--- start EXCERPTED DATA ---

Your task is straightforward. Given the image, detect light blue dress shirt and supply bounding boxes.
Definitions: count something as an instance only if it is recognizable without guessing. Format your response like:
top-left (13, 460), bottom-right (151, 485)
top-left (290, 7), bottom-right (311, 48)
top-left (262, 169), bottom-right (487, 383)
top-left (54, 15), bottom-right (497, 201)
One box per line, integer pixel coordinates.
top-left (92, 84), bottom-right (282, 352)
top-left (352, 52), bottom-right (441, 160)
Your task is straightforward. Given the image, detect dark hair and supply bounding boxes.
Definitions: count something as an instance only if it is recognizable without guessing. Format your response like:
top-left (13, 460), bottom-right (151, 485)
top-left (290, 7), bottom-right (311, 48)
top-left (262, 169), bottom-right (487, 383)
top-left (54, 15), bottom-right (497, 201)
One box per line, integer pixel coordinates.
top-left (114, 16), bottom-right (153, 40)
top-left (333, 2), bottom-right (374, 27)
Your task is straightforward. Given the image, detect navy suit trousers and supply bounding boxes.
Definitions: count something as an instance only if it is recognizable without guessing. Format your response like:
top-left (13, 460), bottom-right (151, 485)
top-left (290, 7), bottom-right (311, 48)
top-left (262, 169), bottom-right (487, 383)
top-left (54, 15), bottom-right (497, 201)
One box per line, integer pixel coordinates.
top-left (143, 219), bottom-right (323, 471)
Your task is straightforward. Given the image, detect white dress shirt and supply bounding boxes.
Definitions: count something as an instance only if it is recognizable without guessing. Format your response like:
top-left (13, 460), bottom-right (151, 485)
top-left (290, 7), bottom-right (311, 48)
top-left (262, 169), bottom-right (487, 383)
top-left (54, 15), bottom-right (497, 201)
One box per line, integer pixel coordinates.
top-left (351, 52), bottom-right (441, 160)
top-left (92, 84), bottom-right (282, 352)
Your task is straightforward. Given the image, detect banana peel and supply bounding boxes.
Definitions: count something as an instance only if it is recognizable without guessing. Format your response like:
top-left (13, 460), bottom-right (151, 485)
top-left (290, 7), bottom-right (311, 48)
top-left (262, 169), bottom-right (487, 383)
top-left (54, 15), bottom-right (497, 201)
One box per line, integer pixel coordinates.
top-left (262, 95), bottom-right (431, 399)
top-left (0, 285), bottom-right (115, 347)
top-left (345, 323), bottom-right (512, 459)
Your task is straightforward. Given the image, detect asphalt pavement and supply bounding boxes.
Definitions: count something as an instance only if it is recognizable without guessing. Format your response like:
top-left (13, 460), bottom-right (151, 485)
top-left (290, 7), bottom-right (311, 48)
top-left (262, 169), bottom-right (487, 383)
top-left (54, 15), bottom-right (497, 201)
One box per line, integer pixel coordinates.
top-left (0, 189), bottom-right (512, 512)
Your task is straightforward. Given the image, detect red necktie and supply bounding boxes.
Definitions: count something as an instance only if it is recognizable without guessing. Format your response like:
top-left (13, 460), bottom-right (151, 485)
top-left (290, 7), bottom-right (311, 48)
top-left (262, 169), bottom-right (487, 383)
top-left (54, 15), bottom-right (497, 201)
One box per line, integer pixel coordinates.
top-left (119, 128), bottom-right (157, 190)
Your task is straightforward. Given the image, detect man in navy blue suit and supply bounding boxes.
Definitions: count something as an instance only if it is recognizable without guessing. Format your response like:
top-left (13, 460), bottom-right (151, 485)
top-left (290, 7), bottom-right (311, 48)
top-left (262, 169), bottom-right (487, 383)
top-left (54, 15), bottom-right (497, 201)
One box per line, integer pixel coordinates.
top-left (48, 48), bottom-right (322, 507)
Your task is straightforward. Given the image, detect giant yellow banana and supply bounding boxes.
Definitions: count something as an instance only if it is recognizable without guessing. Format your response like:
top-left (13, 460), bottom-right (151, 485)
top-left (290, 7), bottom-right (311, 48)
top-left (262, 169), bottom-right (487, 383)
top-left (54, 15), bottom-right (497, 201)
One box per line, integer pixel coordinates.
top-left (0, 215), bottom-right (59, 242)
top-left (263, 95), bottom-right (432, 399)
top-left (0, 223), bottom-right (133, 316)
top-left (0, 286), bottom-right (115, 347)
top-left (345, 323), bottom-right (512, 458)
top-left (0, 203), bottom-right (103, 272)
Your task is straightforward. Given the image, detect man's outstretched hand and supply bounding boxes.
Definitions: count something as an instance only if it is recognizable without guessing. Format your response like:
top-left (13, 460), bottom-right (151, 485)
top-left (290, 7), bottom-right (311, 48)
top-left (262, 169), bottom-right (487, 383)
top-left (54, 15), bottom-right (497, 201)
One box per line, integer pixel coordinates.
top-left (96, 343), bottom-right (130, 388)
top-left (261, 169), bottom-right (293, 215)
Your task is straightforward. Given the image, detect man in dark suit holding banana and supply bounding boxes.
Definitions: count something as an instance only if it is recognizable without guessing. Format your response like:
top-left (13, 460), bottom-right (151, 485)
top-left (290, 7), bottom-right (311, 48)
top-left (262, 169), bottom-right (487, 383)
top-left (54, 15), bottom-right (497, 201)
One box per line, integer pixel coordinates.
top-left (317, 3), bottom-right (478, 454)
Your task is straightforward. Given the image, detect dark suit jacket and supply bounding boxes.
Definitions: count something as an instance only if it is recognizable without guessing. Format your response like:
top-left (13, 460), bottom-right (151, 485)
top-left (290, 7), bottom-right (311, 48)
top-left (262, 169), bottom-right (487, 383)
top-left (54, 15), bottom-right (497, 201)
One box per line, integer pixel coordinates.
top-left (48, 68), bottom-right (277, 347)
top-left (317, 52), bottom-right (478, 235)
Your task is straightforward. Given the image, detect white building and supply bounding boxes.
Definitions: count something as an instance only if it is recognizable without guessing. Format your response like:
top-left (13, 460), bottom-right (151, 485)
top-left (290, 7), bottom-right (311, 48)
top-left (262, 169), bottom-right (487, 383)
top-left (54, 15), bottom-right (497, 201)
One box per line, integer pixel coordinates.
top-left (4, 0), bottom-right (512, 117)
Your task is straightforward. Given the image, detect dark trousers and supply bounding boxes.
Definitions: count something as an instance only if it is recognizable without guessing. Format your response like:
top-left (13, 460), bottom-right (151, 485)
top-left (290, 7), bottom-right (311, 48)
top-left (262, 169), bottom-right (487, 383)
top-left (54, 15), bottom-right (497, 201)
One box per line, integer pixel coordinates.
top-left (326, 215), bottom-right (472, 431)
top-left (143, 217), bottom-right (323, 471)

--- end EXCERPTED DATA ---

WHAT YOU WILL DO: Reproduce every line above word for word, with no changes of any kind.

SOLVED EXERCISE:
Your task is straightforward. Given the image, detect light blue dress shirt and supply bounding boxes.
Definitions: count something as an instance only if it is recognizable without guessing. Format your response like:
top-left (13, 460), bottom-right (151, 485)
top-left (290, 7), bottom-right (311, 48)
top-left (262, 169), bottom-right (487, 383)
top-left (54, 15), bottom-right (497, 201)
One box per line, integer pixel coordinates.
top-left (92, 84), bottom-right (282, 352)
top-left (352, 52), bottom-right (441, 160)
Your task is straightforward. Given the image, detect dark hair and supply bounding boxes.
Definitions: count something as an instance only if it is recognizable without guessing. Format your response like:
top-left (13, 460), bottom-right (151, 485)
top-left (290, 7), bottom-right (311, 48)
top-left (262, 169), bottom-right (487, 383)
top-left (54, 15), bottom-right (497, 201)
One box per line, integer pixel coordinates.
top-left (114, 16), bottom-right (153, 40)
top-left (333, 2), bottom-right (374, 27)
Your task is straightforward. Given the image, detect navy suit trousers and supply bounding boxes.
Definitions: count something as an instance only if it is recognizable without guessing. Format your response like:
top-left (13, 460), bottom-right (151, 485)
top-left (290, 7), bottom-right (311, 48)
top-left (262, 169), bottom-right (487, 383)
top-left (54, 15), bottom-right (497, 201)
One box per line, integer pixel coordinates.
top-left (143, 219), bottom-right (323, 471)
Your task is straightforward. Given the image, detect white dress shirt and supply bounding boxes.
Definitions: count something as an instance only if it is recognizable without guessing. Format your response like:
top-left (13, 460), bottom-right (151, 485)
top-left (290, 7), bottom-right (311, 48)
top-left (262, 169), bottom-right (487, 383)
top-left (54, 15), bottom-right (497, 201)
One box per line, integer pixel coordinates.
top-left (351, 52), bottom-right (441, 160)
top-left (92, 84), bottom-right (282, 352)
Your task is straightforward. Given the image, detect banana peel and supply bounding boxes.
Definitions: count something as an instance only if it is recognizable without guessing. Format your response like:
top-left (13, 460), bottom-right (151, 485)
top-left (290, 7), bottom-right (311, 48)
top-left (262, 169), bottom-right (487, 383)
top-left (54, 15), bottom-right (497, 201)
One box per line, integer pixel coordinates.
top-left (262, 95), bottom-right (431, 399)
top-left (0, 285), bottom-right (115, 347)
top-left (345, 323), bottom-right (512, 459)
Your task is straightforward. Given the image, detect asphalt pavement and supply bounding boxes.
Definitions: count something as an instance only if it is recognizable without guessing. Format your response like:
top-left (13, 460), bottom-right (151, 485)
top-left (290, 7), bottom-right (311, 48)
top-left (262, 169), bottom-right (487, 383)
top-left (54, 15), bottom-right (497, 201)
One box per line, integer pixel coordinates.
top-left (0, 189), bottom-right (512, 512)
Your task is straightforward. Given the image, detect red necktie and supply bounding boxes.
Definitions: count something as an instance only if it is recognizable without guessing. Format your response like:
top-left (13, 460), bottom-right (151, 485)
top-left (290, 7), bottom-right (311, 48)
top-left (262, 169), bottom-right (487, 383)
top-left (54, 15), bottom-right (497, 201)
One box per line, integer pixel coordinates.
top-left (119, 128), bottom-right (157, 190)
Your task is straightforward. Given the image, detect man in navy blue suit and supply bounding boxes.
Definitions: count something as an instance only if it is recognizable without guessing. Format your response like:
top-left (13, 460), bottom-right (151, 485)
top-left (290, 7), bottom-right (311, 48)
top-left (262, 169), bottom-right (487, 383)
top-left (54, 15), bottom-right (497, 201)
One box per line, integer pixel coordinates.
top-left (48, 48), bottom-right (322, 507)
Your task is straightforward. Given the image, detect giant yellow banana and supply bounding boxes.
Definitions: count something as an instance only if it is recognizable without guessing. Format your response like:
top-left (13, 460), bottom-right (151, 485)
top-left (290, 7), bottom-right (311, 48)
top-left (262, 169), bottom-right (487, 383)
top-left (54, 15), bottom-right (497, 201)
One box per line, integer pixel coordinates.
top-left (0, 215), bottom-right (59, 242)
top-left (263, 95), bottom-right (432, 399)
top-left (0, 223), bottom-right (133, 316)
top-left (0, 286), bottom-right (115, 347)
top-left (345, 323), bottom-right (512, 458)
top-left (0, 203), bottom-right (103, 272)
Your task is straightforward. Given the image, detect man's outstretched hand and supply bounding boxes.
Definitions: count something as an instance only if it is recognizable without guessing. Format your response like:
top-left (13, 460), bottom-right (151, 485)
top-left (290, 7), bottom-right (311, 48)
top-left (262, 169), bottom-right (487, 383)
top-left (54, 15), bottom-right (497, 201)
One box per line, integer pixel coordinates.
top-left (96, 343), bottom-right (130, 388)
top-left (261, 169), bottom-right (293, 215)
Your task is straightforward. Given the image, detect man in dark suit holding banana and supply bounding boxes.
Definitions: count something as an instance only if it is recognizable without guessing. Format your response like:
top-left (13, 460), bottom-right (151, 485)
top-left (290, 7), bottom-right (311, 48)
top-left (262, 169), bottom-right (487, 383)
top-left (54, 15), bottom-right (497, 201)
One box per line, integer pixel coordinates.
top-left (317, 3), bottom-right (478, 454)
Your task is straightforward. Given the image, detect dark suit jacket and supply bounding boxes.
Definitions: count something as an instance only if it is recognizable without guessing. Format your response like:
top-left (13, 460), bottom-right (151, 485)
top-left (290, 7), bottom-right (311, 48)
top-left (262, 169), bottom-right (487, 383)
top-left (54, 15), bottom-right (497, 201)
One box per line, integer pixel coordinates.
top-left (48, 68), bottom-right (277, 347)
top-left (317, 52), bottom-right (478, 235)
Your task is straightforward. Given the image, detect white building and supply bounding boxes.
Definitions: count something as an instance only if it is recognizable without guessing. Format your response like:
top-left (13, 460), bottom-right (151, 485)
top-left (290, 7), bottom-right (311, 48)
top-left (262, 169), bottom-right (487, 383)
top-left (54, 15), bottom-right (497, 201)
One box per line, integer pixel coordinates.
top-left (4, 0), bottom-right (512, 117)
Your task is straightforward. Given the image, detect dark trousers and supply bounding boxes.
Definitions: count something as an instance only if it is recognizable without guessing. Format your response like:
top-left (13, 460), bottom-right (151, 485)
top-left (290, 7), bottom-right (311, 48)
top-left (262, 169), bottom-right (487, 383)
top-left (54, 15), bottom-right (497, 201)
One box per line, integer pixel coordinates.
top-left (326, 215), bottom-right (472, 431)
top-left (143, 217), bottom-right (323, 471)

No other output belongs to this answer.